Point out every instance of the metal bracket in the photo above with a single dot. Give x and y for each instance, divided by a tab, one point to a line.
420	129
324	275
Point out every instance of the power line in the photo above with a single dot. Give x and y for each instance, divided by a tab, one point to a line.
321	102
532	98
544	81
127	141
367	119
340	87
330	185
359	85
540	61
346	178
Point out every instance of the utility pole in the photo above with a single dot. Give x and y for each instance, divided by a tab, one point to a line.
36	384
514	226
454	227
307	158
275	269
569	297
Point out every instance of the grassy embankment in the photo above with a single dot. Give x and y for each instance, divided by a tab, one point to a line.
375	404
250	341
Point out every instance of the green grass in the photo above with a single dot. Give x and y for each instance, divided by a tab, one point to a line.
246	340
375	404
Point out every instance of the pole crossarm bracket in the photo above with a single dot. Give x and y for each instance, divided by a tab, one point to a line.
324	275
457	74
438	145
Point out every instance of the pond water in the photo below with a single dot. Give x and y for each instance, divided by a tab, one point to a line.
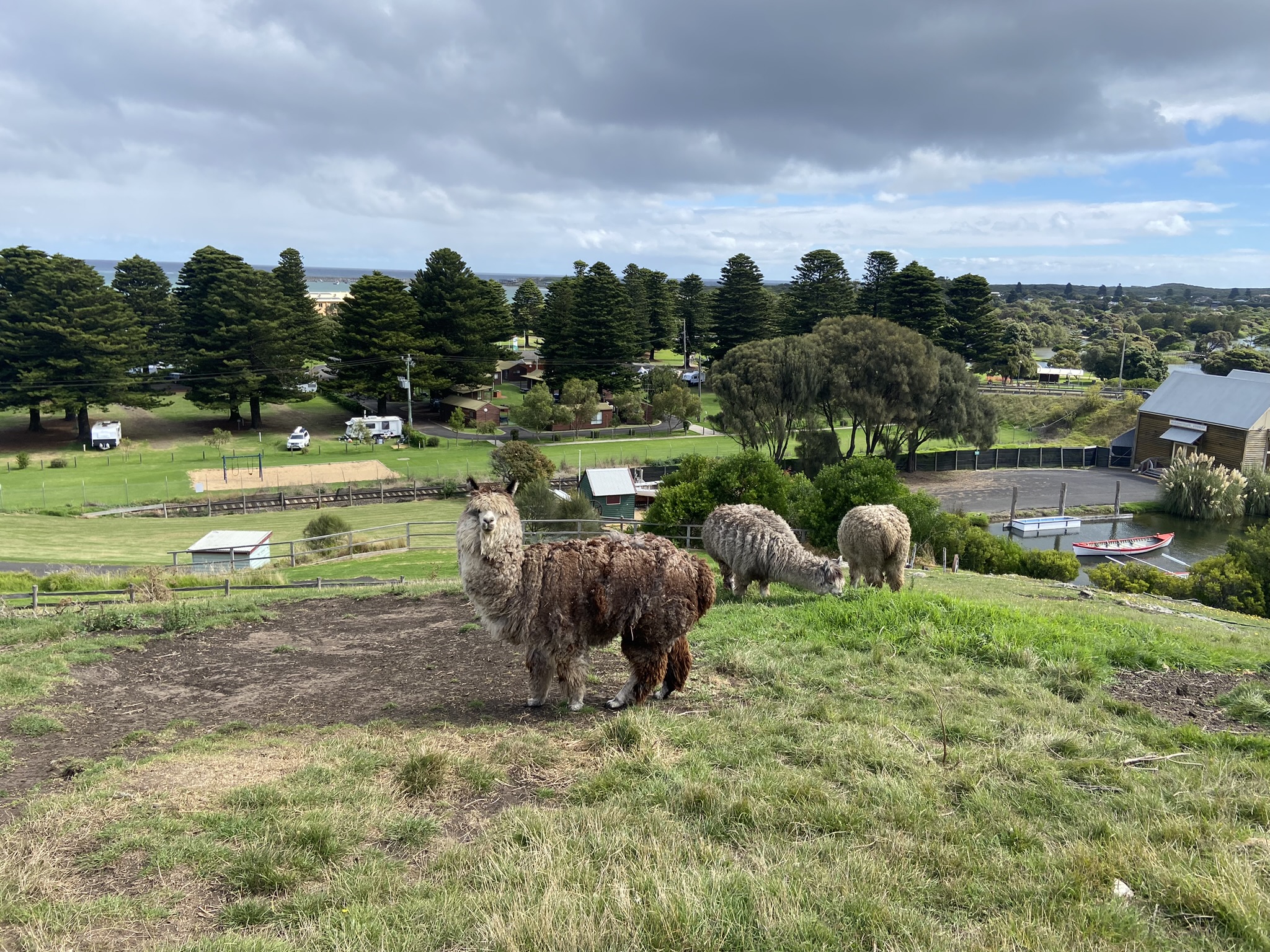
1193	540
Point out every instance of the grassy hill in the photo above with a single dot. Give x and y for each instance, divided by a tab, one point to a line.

══════════════════════════════

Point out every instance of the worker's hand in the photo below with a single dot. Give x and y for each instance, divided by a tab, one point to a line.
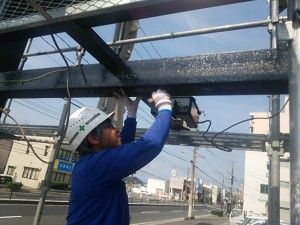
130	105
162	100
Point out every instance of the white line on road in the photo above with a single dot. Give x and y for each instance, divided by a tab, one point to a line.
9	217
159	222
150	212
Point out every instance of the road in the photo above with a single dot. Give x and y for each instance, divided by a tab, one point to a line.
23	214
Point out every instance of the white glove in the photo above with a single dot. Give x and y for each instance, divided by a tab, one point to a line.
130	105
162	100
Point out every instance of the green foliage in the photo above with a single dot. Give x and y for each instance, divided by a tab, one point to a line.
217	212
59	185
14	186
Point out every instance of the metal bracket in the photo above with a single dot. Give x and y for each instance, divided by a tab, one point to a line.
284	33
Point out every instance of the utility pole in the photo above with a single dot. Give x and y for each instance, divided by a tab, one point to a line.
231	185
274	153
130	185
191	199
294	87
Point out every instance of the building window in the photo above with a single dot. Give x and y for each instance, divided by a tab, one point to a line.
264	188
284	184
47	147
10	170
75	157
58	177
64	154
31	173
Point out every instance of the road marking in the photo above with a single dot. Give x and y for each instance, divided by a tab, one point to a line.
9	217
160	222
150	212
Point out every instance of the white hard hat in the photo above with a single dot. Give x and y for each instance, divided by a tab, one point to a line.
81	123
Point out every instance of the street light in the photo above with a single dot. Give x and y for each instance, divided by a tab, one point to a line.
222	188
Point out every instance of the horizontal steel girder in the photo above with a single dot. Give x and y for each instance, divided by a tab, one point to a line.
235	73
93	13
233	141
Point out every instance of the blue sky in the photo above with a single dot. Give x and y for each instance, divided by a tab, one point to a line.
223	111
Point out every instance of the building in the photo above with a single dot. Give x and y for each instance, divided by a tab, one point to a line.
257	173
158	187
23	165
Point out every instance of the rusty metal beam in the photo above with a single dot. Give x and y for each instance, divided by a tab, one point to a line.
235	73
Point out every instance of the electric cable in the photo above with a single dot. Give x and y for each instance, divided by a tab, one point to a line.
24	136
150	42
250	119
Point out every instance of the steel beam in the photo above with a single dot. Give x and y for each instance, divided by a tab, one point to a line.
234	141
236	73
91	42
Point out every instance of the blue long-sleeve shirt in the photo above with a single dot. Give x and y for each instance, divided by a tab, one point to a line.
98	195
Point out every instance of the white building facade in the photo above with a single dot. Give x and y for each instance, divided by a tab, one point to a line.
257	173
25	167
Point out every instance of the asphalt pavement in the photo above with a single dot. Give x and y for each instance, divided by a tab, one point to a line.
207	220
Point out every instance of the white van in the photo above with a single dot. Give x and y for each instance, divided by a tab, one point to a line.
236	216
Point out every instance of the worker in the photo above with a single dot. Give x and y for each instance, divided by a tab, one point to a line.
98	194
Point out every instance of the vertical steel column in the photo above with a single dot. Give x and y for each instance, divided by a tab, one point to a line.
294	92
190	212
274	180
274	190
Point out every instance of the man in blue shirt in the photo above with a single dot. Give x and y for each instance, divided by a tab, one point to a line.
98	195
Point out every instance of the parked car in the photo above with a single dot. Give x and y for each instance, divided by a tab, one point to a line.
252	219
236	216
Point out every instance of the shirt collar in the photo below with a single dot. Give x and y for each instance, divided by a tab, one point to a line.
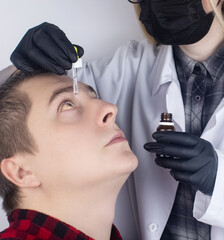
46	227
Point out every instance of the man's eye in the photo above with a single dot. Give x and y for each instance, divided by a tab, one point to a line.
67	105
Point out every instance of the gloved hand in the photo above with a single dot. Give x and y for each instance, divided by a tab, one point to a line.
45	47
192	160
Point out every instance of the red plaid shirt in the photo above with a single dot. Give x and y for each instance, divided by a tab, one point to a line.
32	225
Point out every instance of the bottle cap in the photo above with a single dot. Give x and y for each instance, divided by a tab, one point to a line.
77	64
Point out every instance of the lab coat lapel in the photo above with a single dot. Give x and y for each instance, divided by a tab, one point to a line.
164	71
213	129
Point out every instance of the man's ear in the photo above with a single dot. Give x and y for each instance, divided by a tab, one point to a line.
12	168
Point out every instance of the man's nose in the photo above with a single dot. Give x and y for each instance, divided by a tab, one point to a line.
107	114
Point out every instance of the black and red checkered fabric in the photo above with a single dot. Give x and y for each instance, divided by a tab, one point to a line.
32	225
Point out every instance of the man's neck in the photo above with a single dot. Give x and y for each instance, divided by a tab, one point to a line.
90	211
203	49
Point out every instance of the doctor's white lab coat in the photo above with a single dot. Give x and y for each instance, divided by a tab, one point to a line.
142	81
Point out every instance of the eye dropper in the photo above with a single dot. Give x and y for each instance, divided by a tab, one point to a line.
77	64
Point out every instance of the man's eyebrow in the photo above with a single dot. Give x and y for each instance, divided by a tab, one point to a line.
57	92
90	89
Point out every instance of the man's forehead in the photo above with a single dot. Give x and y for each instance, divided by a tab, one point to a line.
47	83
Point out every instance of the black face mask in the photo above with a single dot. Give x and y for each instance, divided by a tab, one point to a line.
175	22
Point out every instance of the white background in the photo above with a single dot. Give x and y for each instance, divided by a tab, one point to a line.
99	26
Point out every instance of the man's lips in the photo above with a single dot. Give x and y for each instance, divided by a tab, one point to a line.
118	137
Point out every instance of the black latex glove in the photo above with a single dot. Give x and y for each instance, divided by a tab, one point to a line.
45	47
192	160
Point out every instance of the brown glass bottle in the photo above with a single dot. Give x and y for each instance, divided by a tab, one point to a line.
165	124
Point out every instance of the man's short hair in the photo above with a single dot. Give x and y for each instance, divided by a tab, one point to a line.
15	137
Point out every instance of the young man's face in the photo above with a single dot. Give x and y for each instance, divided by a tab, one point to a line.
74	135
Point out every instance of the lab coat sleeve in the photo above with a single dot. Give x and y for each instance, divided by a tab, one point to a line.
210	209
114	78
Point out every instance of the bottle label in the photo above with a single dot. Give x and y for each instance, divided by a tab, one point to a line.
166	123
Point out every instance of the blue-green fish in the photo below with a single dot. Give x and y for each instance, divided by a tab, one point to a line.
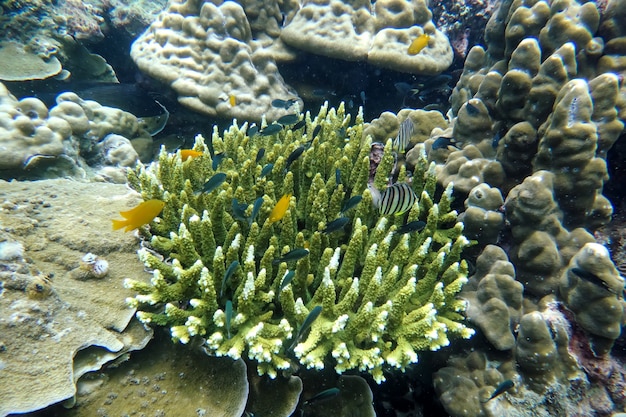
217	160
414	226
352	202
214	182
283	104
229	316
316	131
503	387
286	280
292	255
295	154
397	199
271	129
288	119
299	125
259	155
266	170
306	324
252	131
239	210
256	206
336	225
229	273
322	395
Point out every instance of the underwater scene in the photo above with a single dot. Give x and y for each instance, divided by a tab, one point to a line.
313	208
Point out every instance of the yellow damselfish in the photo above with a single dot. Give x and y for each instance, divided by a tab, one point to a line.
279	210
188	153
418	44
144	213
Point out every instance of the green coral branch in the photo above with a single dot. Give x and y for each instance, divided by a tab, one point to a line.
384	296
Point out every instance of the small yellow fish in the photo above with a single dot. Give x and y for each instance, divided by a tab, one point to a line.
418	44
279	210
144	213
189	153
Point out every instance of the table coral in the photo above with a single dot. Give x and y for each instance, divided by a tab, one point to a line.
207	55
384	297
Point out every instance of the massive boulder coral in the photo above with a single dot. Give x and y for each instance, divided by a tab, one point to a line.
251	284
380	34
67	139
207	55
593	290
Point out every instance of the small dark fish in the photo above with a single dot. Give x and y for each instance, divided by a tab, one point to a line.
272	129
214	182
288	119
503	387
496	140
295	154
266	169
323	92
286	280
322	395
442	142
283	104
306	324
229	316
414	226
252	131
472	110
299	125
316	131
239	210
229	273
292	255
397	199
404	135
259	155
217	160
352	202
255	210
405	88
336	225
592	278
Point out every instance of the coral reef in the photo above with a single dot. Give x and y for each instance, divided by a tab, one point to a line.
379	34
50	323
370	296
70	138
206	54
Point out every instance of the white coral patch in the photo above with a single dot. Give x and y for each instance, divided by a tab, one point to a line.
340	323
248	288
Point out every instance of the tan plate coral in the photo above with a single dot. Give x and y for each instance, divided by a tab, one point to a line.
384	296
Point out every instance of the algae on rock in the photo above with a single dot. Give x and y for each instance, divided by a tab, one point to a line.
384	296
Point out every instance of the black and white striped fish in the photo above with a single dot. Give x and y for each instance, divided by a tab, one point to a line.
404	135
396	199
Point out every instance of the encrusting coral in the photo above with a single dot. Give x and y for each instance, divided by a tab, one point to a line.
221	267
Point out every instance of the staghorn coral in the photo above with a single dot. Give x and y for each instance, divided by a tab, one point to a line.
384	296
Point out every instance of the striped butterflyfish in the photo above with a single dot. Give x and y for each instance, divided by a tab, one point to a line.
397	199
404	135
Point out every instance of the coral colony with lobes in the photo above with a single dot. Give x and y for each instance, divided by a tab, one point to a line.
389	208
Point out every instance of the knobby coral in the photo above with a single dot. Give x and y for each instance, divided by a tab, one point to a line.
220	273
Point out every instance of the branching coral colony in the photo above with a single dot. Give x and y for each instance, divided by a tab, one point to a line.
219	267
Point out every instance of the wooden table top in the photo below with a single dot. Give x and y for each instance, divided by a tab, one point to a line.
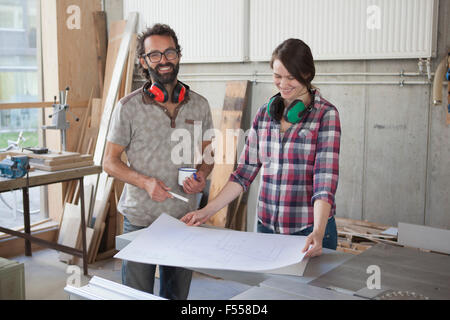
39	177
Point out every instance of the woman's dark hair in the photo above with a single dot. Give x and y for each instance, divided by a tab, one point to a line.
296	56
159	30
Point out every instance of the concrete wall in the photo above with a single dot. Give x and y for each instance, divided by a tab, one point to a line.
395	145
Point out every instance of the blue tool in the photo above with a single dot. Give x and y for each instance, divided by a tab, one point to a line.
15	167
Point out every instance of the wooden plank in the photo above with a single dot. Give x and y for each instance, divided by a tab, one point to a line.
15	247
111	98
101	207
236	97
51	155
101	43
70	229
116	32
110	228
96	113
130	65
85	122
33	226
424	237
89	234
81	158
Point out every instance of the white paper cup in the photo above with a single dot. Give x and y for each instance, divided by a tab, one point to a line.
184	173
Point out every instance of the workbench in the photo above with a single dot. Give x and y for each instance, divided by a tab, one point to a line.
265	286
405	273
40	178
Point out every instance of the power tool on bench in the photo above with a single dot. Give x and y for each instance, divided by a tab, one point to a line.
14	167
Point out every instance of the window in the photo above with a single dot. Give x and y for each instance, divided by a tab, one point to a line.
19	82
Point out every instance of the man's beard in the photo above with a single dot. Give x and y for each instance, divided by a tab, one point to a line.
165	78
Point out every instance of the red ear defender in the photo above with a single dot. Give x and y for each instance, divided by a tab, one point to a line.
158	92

══════════════════════════════

What to work on: Gather every line of the material above that contains the word "hard", treating uppercase and lowercase as different.

Expected answer:
Point out every instance of the white hard hat in the photo above with a single dot. Give x and y for each instance, divided by a tab, one point to a line.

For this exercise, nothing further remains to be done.